=== Data records ===

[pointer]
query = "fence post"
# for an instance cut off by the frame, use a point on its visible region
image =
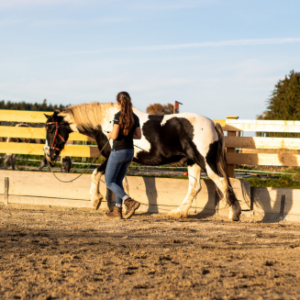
(230, 167)
(6, 186)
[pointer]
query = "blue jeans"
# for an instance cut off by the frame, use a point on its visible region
(116, 169)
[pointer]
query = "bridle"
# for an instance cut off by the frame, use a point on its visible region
(54, 139)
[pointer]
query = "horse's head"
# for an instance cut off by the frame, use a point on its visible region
(57, 134)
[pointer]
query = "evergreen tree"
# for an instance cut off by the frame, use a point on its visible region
(284, 103)
(29, 106)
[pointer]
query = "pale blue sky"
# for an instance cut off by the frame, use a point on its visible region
(218, 58)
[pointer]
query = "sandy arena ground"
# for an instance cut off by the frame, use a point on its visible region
(62, 253)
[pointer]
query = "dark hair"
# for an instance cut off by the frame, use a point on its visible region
(126, 118)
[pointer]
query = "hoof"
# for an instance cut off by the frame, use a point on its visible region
(175, 214)
(235, 212)
(96, 202)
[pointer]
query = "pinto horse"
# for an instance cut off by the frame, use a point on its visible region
(187, 137)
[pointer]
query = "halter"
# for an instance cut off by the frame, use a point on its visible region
(56, 135)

===

| Task to complete |
Every line that holds the string "query" must be copied from the records above.

| Completed exercise |
query = "fence post"
query = "blue jeans"
query = "bridle"
query = "horse's head"
query = "evergreen tree"
query = "pale blue sky"
query = "sandy arena ground"
query = "dark hair"
query = "hoof"
query = "pinto horse"
query = "halter"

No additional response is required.